──────── QUOTED PASSAGE ────────

Monday, August 31, 2009

this is america.

If you've ever happened upon this web log before now, you've probably read the phrase, "This is America. Bless it." That's because I recently started saying it to (1) express the greatness that is America (2) to showcase things that could only happen in America and (3) to remind everyone of the wrongs going on in America and more than anything our country desperately needs to be blanketed in prayer (I sound very much like a preacher's wife right now).

Anyway. I'm planning on doing my best of making, "This is America. Bless it." a weekly happening on this web log of mine.

We're going to start it off with a showcase of something that could only happen in America.

I'm driving down the road and I see a car's back window that reads, "$ Im crayz" Now, this could only happen in America for several reasons: first up, freedom of speech. The driver of this crayz vehicle was doing nothing more than expressing herself (I have to assume it was a her). I applaud her expression. Second up, capitalism. By placing the "$" in front of the phrase, "Im crayz" it's almost like she was saying, "I'm so glad I live in a country that promotes capitalist ventures AND free speech. I think I'll express myself with a dollar sign, so everyone knows how much I love money and earning it." Lastly, exploration. America has always been into exploring. I mean, our country was found on an exploration and not long after we went to space and the moon and now our citizens (Lord, I pray she was an actual citizen) are exploring creative ways to spell words. Where else in the world could take the normal spelling of crazy and turn it into crayz? I say, NOWHERE.

I had a lot of questions for the driver of the crayz mobile, most notably, "are you more or less crazy than others because you spell it differently?" But, she sped off the second the red light turned into green and I was left in her capitalistic/exploratory dust to ponder the vast reasons that I love living in America.

This is America. Bless it.

Friday, August 28, 2009


  • You may remember this post about Miley Cyrus and a certain Daughtry song: well, guess what? Driving down the road yesterday the Daughtry sang came on (not shocking, it plays about six times an hour) and wincing in pain and much enjoyment, I listened. To. the. whole. thing. The DJ came on and you know what he told me? You'll never guess. He told me that the Nickelback guy (Chad Trashsomethingorother) co-wrote the Daughtry song! Kick me twice and then call me Nancy. I will never listen to that song again.

────────

LIST OF TASKS:
1. In the part of the blog post that opens with the words containing "I had a lot" and closes with "that song again.", swap "red light" for "yellow light" and write out that part again.
2. Write the next part of the blog post about life in America, picking up right after its last sentence.
The entries that come next have no connection to the blog post.

──────── DATA EXTRACTS ────────

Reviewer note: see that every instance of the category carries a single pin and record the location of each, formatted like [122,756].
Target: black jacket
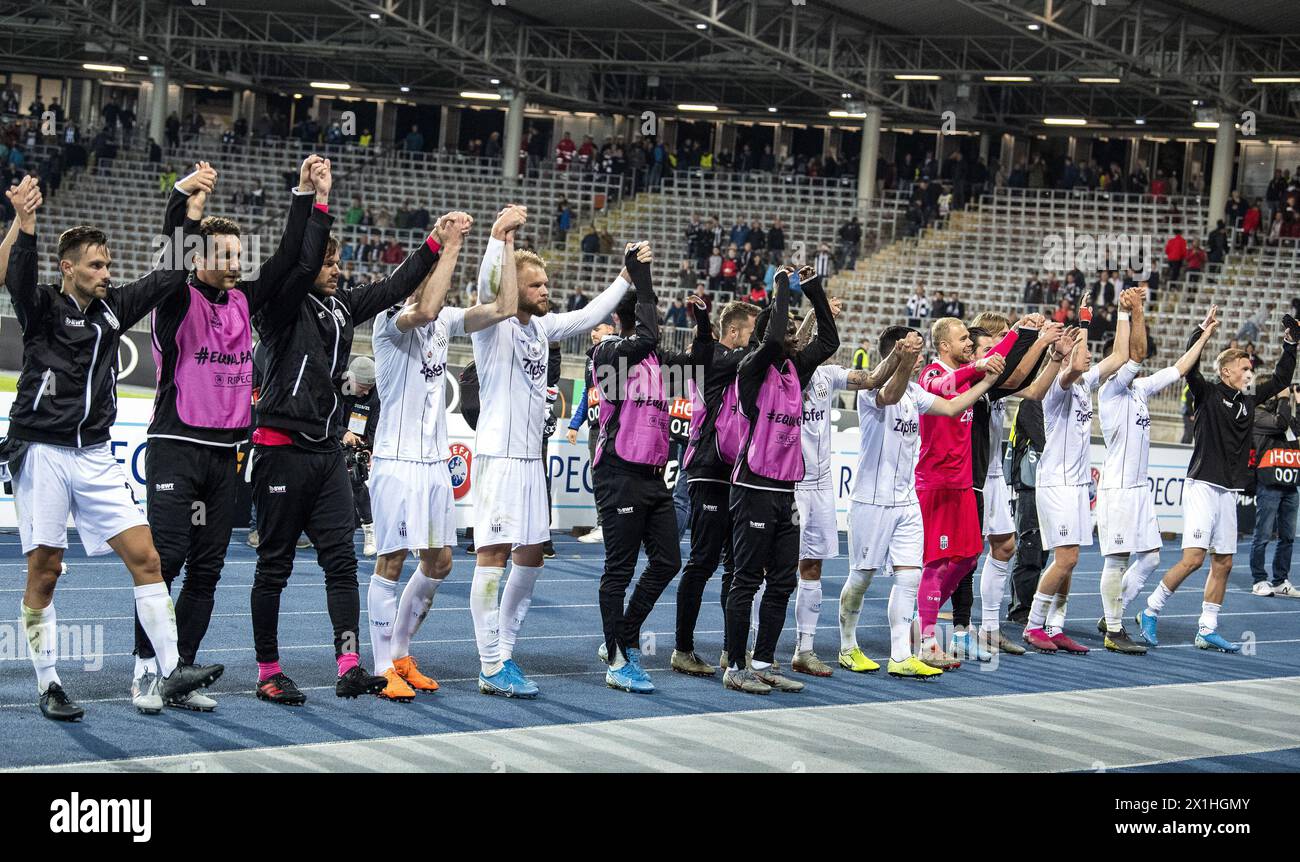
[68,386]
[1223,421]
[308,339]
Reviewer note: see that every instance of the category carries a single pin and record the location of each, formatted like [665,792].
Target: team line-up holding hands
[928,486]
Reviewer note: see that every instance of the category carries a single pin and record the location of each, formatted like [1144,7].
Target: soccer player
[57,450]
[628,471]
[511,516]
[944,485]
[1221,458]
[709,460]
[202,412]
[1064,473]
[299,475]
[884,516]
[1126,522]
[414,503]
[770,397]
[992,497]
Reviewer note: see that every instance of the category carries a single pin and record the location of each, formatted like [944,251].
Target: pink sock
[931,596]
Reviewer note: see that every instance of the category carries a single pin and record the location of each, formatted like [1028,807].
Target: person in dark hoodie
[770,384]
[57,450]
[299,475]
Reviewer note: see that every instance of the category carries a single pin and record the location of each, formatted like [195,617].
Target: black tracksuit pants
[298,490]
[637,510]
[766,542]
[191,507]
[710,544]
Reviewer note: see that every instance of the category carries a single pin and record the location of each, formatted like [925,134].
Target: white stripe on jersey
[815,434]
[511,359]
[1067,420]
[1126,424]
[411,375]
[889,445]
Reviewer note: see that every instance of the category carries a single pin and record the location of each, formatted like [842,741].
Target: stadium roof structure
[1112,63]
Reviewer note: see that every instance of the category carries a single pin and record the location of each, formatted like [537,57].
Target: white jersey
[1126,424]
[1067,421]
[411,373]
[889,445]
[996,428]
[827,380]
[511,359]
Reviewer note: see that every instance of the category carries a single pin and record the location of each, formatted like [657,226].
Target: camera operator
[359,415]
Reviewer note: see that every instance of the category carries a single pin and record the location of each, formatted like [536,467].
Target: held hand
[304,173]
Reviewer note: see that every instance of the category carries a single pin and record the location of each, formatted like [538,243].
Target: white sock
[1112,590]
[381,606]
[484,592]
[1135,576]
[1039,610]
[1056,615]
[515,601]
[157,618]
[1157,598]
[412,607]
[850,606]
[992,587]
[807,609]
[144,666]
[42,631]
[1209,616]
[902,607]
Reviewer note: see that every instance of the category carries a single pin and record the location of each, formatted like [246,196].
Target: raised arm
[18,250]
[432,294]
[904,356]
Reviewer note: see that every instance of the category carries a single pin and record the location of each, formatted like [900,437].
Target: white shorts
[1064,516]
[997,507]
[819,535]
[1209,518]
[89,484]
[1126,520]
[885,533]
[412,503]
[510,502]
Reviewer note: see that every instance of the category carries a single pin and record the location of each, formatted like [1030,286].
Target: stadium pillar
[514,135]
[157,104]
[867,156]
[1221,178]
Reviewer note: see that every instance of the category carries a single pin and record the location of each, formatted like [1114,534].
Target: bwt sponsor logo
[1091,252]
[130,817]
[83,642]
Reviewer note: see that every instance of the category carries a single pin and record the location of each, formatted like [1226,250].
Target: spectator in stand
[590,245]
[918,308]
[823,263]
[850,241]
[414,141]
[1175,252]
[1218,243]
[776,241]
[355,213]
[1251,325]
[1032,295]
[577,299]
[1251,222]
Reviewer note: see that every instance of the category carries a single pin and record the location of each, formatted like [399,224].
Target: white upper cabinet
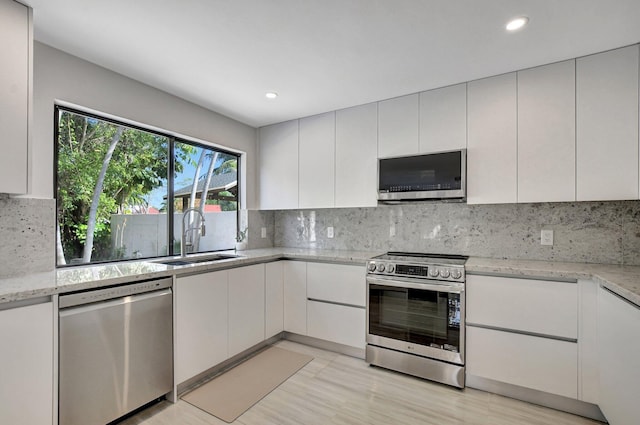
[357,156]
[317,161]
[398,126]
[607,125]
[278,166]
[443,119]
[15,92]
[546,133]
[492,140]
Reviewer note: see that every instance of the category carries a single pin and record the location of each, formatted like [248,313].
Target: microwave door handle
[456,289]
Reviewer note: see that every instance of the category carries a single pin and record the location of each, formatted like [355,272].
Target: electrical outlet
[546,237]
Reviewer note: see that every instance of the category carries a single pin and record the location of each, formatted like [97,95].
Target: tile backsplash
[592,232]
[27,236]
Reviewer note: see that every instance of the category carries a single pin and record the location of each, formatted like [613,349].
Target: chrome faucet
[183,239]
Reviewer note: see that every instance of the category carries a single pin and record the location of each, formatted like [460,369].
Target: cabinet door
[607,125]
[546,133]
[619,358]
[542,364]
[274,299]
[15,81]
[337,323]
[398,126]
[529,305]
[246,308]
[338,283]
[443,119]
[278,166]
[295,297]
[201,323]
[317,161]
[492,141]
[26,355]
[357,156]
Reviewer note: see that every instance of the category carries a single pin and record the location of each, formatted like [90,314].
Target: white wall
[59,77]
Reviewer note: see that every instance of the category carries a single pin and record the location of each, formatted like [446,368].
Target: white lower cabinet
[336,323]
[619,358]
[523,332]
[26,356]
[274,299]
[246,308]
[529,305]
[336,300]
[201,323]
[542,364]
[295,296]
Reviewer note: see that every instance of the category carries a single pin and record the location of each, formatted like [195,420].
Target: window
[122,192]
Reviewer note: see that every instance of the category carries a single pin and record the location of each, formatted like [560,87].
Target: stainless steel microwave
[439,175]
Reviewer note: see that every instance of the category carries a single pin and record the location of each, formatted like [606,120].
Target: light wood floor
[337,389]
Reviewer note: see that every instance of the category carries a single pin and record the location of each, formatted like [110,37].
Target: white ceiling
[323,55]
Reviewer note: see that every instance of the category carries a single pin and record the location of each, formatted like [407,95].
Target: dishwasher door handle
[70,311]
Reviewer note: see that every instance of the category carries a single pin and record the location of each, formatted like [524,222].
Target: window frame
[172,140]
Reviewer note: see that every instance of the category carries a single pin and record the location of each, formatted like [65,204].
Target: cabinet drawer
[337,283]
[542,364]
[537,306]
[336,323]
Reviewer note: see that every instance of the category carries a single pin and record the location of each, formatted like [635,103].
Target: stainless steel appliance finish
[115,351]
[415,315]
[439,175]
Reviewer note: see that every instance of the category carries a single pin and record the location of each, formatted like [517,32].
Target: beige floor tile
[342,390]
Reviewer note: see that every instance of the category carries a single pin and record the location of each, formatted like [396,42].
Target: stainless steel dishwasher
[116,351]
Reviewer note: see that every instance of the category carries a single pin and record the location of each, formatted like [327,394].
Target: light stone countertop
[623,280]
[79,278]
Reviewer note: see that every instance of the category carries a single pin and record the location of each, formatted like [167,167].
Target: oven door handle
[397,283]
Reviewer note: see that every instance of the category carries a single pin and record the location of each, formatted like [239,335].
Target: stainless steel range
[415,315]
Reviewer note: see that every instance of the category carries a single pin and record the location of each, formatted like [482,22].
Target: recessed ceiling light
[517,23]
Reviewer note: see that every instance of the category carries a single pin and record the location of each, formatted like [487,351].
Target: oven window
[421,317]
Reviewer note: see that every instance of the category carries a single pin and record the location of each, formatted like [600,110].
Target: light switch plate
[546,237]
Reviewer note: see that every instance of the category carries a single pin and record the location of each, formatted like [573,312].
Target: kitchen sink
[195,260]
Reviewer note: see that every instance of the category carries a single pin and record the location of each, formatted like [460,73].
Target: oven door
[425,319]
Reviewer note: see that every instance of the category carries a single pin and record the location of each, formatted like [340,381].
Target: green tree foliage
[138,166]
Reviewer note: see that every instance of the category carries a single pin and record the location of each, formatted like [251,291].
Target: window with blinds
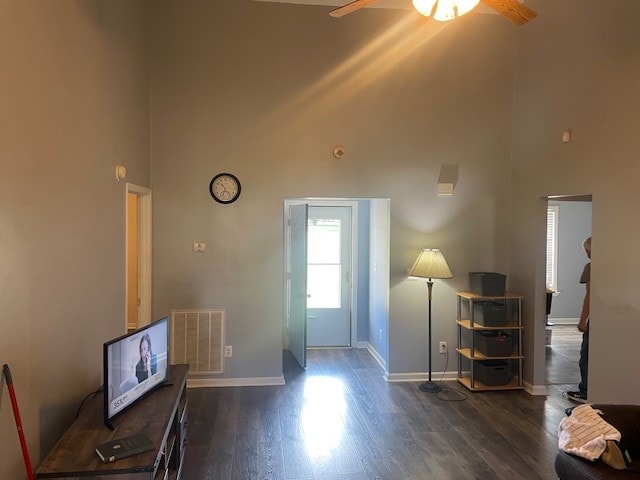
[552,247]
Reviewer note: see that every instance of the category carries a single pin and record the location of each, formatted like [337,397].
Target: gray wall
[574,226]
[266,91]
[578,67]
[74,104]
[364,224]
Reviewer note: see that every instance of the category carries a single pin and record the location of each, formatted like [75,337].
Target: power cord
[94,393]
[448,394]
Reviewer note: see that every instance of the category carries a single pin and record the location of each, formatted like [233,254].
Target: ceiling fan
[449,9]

────────

OUTPUTS FOR THE TASKS:
1.
I had a lot of questions for the driver of the crayz mobile, most notably, "are you more or less crazy than others because you spell it differently?" But, she sped off the second the yellow light turned into green and I was left in her capitalistic/exploratory dust to ponder the vast reasons that I love living in America.

This is America. Bless it.

Friday, August 28, 2009


  • You may remember this post about Miley Cyrus and a certain Daughtry song: well, guess what? Driving down the road yesterday the Daughtry sang came on (not shocking, it plays about six times an hour) and wincing in pain and much enjoyment, I listened. To. the. whole. thing. The DJ came on and you know what he told me? You'll never guess. He told me that the Nickelback guy (Chad Trashsomethingorother) co-wrote the Daughtry song! Kick me twice and then call me Nancy. I will never listen to that song again.

2.
  • Last month I wrote about the term normal and in that post I kind of went off on Ed Hardy. For good reason: horribly ugly, over-priced, usually bedazzled (which, in most cases is actually a plus) and of course, a good majority of the products feature a tiger's head. Anyway. Walgreen's is now selling Ed Hardy lighters. Super classy.

  • Someone in Dallas, not too far from my homestead, is going around and mutilating cats and then leaving the bodies in the yard where they can be spotted. I just want to get it out there that I do not condone this type of activity, nor will I ever. But, I did let out some gigglez when the news flashed a picture of one of the dead cats onto the screen and he was wearing a teeny-tiny little baseball hat, much like the cat below.

Thursday, August 27, 2009

oh, i see.

So, this morning, like most mornings, I woke up way before my alarm went off and being the morning person that I am, I decided to start the day a few minutes early. But, before I could even get out of bed my head was inundated with thoughts of chocolate donuts. Yes, donuts. I've never wanted a chocolate donut as bad as I wanted one at 6:50 this a.m.

Being the lover-of-self that I am, I couldn't deny myself this treat, so I swung by the place so eloquently titled, "Donuts" by my house and got myself two tasty little treats. The whole way to work I was bothered by the fact that I was almost woken up by these intense thoughts about morning-time pastries.

I took to google to solve my woes and could only come up with the meaning of dreams about donuts. Close enough. "To see a doughnut in your dream, represents the Self. It suggests that you may be feeling lost and still trying to find yourself and your purpose in life. Alternatively, it refers to growth, development and nurturance. You are not completely whole." Umm...oh, I see that.

And what a story it's going to be. When I'm finally elected Senator or cure cancer or win the lottery or have a child and get a reality television show or simply, just discover my purpose in life I can attribute it to today, the day I stopped searching and found a chocolate donut.

Monday, August 24, 2009

actually, don't.

Jamie Foxx's song, "Blame it on the Alcohol" is on the radio every other minute. I'll admit: it's catchy. It has a nice groove, but the message is disastrous.

I never thought about just how disastrous until I was listening to 97.9, The Beat, this morning. This station plays a lot of hip-hop and rap and every morning at 8am they have a praise break. Lately, they've been on a big Mary Mary kick. Anyway, last week they played a song by Mary Mary called, "It's the God in Me." It wasn't a bad little song, until this morning on The Beat's Chicken and Waffle Mix, they had mixed "Blame it on the Alcohol" and "It's the God in Me."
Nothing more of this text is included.